**Goal**: State how many lines of the material below contain the string "monkey", and give only that number.

**Data provided**:

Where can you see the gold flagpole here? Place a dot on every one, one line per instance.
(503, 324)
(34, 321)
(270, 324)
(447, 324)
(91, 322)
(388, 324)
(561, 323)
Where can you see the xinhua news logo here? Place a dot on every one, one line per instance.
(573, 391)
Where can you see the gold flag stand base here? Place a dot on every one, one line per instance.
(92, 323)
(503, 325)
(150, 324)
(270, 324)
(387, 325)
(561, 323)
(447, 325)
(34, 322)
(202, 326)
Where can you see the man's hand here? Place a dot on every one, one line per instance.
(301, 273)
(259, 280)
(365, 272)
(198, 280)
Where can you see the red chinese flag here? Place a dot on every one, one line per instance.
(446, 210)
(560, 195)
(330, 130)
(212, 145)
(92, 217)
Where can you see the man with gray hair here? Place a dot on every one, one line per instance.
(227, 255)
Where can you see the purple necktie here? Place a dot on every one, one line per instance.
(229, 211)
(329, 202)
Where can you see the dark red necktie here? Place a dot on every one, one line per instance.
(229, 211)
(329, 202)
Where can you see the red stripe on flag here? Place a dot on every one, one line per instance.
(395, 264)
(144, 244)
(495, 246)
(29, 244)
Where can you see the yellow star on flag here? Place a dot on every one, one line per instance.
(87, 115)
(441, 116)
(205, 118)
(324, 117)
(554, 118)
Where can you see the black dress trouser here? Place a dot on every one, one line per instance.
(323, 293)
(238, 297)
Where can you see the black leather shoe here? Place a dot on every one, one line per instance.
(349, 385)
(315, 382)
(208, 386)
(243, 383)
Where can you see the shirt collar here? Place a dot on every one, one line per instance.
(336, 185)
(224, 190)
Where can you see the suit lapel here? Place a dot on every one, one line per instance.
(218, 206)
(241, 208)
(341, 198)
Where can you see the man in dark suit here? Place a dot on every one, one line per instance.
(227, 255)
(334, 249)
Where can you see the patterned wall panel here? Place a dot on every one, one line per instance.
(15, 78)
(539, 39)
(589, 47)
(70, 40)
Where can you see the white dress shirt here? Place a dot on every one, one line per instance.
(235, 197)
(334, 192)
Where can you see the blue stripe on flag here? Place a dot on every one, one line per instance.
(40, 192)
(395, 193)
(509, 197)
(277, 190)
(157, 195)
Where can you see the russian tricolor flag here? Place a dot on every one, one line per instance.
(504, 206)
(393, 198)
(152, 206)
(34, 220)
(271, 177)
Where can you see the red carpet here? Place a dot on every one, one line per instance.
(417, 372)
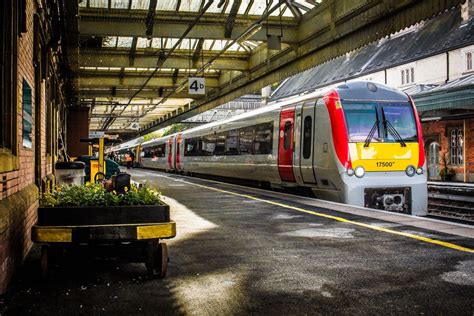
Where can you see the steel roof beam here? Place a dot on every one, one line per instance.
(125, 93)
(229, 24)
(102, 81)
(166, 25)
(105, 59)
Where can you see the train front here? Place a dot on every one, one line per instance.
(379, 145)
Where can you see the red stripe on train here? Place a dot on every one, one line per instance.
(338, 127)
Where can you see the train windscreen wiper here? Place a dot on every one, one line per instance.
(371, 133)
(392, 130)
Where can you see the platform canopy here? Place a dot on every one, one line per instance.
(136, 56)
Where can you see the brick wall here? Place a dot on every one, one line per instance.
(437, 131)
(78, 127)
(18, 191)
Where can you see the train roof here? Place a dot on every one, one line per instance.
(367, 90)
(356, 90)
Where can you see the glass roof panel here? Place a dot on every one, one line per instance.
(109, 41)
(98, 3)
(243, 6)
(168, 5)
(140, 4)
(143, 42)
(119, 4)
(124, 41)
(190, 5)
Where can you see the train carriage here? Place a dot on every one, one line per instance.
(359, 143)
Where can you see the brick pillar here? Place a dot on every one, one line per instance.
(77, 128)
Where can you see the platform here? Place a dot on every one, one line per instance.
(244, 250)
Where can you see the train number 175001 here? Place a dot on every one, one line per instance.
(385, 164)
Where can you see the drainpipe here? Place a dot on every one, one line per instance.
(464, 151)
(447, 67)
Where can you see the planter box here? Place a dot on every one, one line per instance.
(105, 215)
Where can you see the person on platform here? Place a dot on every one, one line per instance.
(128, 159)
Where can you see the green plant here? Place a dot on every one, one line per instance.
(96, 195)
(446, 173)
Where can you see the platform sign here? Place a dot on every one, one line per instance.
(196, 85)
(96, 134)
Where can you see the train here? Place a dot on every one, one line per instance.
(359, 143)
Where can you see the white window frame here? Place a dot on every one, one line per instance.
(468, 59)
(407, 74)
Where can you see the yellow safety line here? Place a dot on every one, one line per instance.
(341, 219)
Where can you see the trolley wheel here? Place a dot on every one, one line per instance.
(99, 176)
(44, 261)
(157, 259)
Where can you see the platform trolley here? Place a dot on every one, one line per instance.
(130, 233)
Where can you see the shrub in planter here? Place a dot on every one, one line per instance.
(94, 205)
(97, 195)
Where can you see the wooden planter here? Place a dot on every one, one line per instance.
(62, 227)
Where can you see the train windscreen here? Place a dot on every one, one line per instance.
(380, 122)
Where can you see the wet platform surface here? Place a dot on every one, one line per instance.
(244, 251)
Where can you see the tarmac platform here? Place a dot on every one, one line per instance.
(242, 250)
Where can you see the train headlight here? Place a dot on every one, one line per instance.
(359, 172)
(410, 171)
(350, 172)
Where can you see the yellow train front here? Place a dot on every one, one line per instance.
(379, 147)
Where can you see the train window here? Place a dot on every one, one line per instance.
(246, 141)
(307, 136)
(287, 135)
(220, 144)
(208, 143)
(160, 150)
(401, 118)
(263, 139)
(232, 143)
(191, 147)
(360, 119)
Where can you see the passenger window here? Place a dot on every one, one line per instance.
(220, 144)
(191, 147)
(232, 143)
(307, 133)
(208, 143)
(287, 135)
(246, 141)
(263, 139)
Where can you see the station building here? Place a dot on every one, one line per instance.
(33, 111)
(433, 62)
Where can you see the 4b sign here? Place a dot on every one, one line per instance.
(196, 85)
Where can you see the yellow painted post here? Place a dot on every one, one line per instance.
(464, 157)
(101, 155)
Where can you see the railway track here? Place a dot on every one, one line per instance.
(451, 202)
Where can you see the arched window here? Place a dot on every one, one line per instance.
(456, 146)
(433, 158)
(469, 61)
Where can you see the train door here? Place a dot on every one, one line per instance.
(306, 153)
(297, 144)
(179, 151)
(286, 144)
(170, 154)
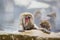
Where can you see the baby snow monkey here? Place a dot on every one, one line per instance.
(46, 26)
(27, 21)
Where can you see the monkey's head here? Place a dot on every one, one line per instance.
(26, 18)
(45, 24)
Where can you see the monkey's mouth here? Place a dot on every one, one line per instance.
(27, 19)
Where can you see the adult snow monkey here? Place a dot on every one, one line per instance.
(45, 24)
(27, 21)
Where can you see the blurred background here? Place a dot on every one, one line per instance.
* * *
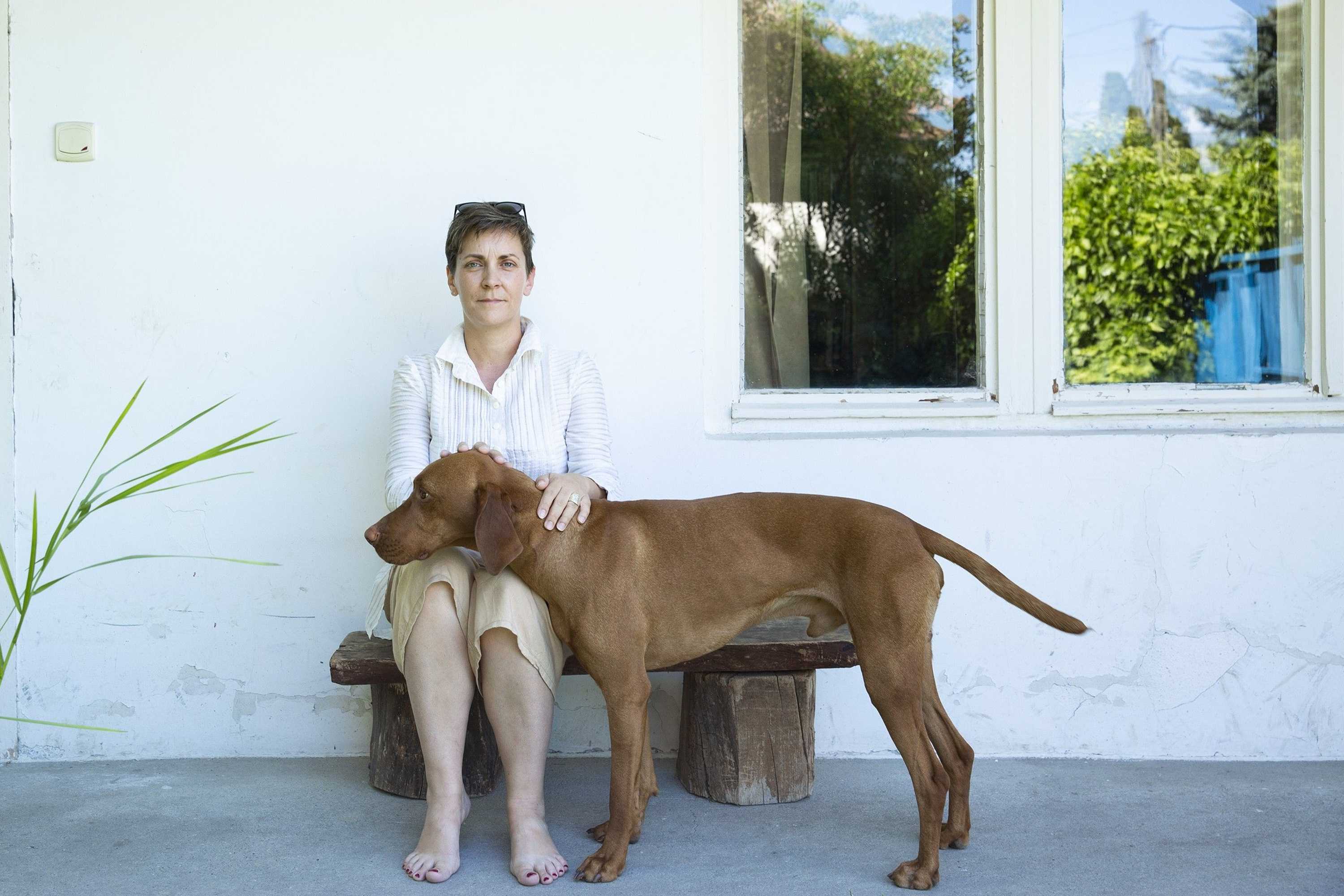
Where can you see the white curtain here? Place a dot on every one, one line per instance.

**Problem solution**: 4